======== Given passage ========

New supercomputing facility raises environmental concerns

The supercomputing facility, dubbed the "Gigafactory of Compute," is located in a former manufacturing building in Memphis. However, environmental groups have raised concerns about its energy and water consumption. The Memphis Community Against Pollution and two other groups warned that the facility creates a significant "energy burden." They stated, "xAI is also expected to need at least one million gallons of water per day for its cooling towers."

Environmental impact

Community fears over energy and water supply

The CEO of Memphis Light, Gas, and Water estimated that xAI's facility may use up to 150mW of electricity an hour, equivalent to the energy required to power 100,000 homes. Memphis City Council member Pearl Walker voiced the community's concerns last week, stating "People are afraid. They're afraid of what's possibly going to happen with the water and they are afraid about the energy supply." The environmental groups urged xAI to invest in a wastewater reuse system.

======== Data listing ========

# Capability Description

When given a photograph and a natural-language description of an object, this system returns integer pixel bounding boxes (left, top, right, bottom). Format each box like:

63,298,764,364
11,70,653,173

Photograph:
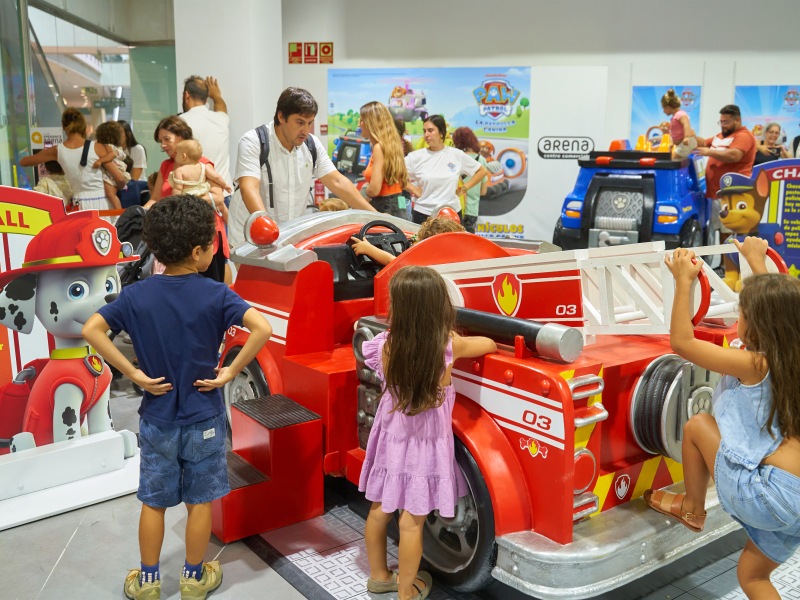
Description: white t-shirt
406,146,481,215
181,105,233,187
125,144,147,181
228,122,336,246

========

## Stated exercise A
According to the passage on the Memphis supercomputing facility, how much water per day is xAI expected to need for its cooling towers?
## Stated exercise B
Continue the passage on the Memphis supercomputing facility, beginning after its final sentence.

## Final result A
At least one million gallons.

## Final result B
Competition

Comparison with tech giants

Despite its size, xAI's Memphis facility may not be the biggest computing facility globally. Other tech giants such as Microsoft, Google, and Meta also use data centers for training and operating their AI models. Meta CEO Mark Zuckerberg has pledged to buy 350,000 NVIDIA H100s this year. Musk had previously announced plans to release Grok 2 next month, but it remains unclear whether this supercomputing cluster might be utilized for this purpose.